Quest’albo speciale ha talmente successo che la Marvel, mentre in un primo momento pareva intenzionata a proseguire con un secondo numero di Giant Size X-Men, decide invece di rilanciare la testata The X-Men con storie inedite, mettendo in cabina di regina un giovane autore di origine britannica (anche se cresciuto negli USA) che si sta distinguendo sulla collana dedicata al personaggio di Iron Fist: Chris Claremont. La scelta di un autore semiesordiente è spinta anche dalla considerazione di non “bruciare” la carriera di qualche sceneggiatore più famoso, nel caso questa nuova incarnazione della serie mutante segua il trend negativo della precedente.
Ai disegni, dal numero 94 dell’agosto 1975 fino al numero 107 dell’ottobre 1977 troviamo Dave Cockrum che lascia il testimone dal numero successivo a John Byrne che già aveva lavorato in coppia con Claremont su Iron Fist e che diverrà anche co-autore di molte storie, creando un fruttuoso e dinamico sodalizio che durerà fino al marzo 1981 e al numero 143 della testata.

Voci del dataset
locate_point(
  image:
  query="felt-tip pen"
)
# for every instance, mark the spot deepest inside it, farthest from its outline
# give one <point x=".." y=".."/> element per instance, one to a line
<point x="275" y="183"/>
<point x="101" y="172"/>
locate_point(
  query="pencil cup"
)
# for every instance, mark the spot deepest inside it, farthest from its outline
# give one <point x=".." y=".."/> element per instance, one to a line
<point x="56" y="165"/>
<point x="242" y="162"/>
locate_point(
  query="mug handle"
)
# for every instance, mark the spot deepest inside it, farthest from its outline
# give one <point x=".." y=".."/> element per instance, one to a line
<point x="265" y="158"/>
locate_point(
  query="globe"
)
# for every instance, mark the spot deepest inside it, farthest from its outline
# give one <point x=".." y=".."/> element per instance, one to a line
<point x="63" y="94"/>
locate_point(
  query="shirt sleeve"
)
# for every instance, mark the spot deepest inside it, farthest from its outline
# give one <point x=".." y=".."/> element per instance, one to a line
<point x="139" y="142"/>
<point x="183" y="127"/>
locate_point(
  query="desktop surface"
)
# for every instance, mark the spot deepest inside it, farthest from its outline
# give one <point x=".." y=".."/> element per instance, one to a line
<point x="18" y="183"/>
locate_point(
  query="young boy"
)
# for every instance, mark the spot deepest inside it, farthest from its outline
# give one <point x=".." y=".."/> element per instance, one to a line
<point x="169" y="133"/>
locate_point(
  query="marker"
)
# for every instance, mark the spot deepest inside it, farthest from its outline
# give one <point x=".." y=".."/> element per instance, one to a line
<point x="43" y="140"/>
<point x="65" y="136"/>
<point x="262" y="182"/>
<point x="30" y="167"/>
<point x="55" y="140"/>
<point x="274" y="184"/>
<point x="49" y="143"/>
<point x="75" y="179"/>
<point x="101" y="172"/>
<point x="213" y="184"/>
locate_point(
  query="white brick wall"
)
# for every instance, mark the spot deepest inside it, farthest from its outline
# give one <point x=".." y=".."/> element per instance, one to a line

## Compito A:
Aggiorna la parte del brano sugli X-Men che si apre con le parole contenenti "Quest’albo speciale ha" e si chiude con "negativo della precedente.", mettendo "casa editrice" al posto di "Marvel".
## Compito B:
Scrivi il seguito del brano sulla storia degli X-Men a partire dal punto in cui si ferma.
Le righe sono materiale a sé, separato dal brano.

## Risultato A:
Quest’albo speciale ha talmente successo che la casa editrice, mentre in un primo momento pareva intenzionata a proseguire con un secondo numero di Giant Size X-Men, decide invece di rilanciare la testata The X-Men con storie inedite, mettendo in cabina di regina un giovane autore di origine britannica (anche se cresciuto negli USA) che si sta distinguendo sulla collana dedicata al personaggio di Iron Fist: Chris Claremont. La scelta di un autore semiesordiente è spinta anche dalla considerazione di non “bruciare” la carriera di qualche sceneggiatore più famoso, nel caso questa nuova incarnazione della serie mutante segua il trend negativo della precedente.

## Risultato B:
Claremont parte subito con il botto e già nel secondo numero della sua gestione, il 95, fa morire uno dei nuovi elementi degli X-Men: Thunderbird (sebbene la sua morte fosse già stata comunque pianificata da Len Wein, autore dei soggetti dei numeri 94 e 95). Da quel momento in poi per l’autore è un continuo crescendo di storie e saghe che vedono il ritorno in scena delle Sentinelle, l’emergere della Fenice (#101), l’introduzione degli Starjammers (#107) e di Alpha Flight (#120) e la saga di Proteus (#125-128), oltre all’introduzione di personaggi comprimari come Amanda Sefton (#98), l’Uomo Multiplo, Mystica e Moira MacTaggert (#96). Claremont tratta i suoi personaggi come veri esseri umani, ne approfondisce la psiche, le motivazioni, i comportamenti, siano essi quelli dei supereroi che quelli delle loro controparti malvagie in una linea di demarcazione che nelle storie diviene sempre più sottile e di difficile individuazione. All’azione vera e propria nelle pagine di X-Men si sostituisce una sorta di soap-opera mutante con trame e sottotrame che si sviluppano e s’intrecciano anche per decine di numeri prima di arrivare a una risoluzione.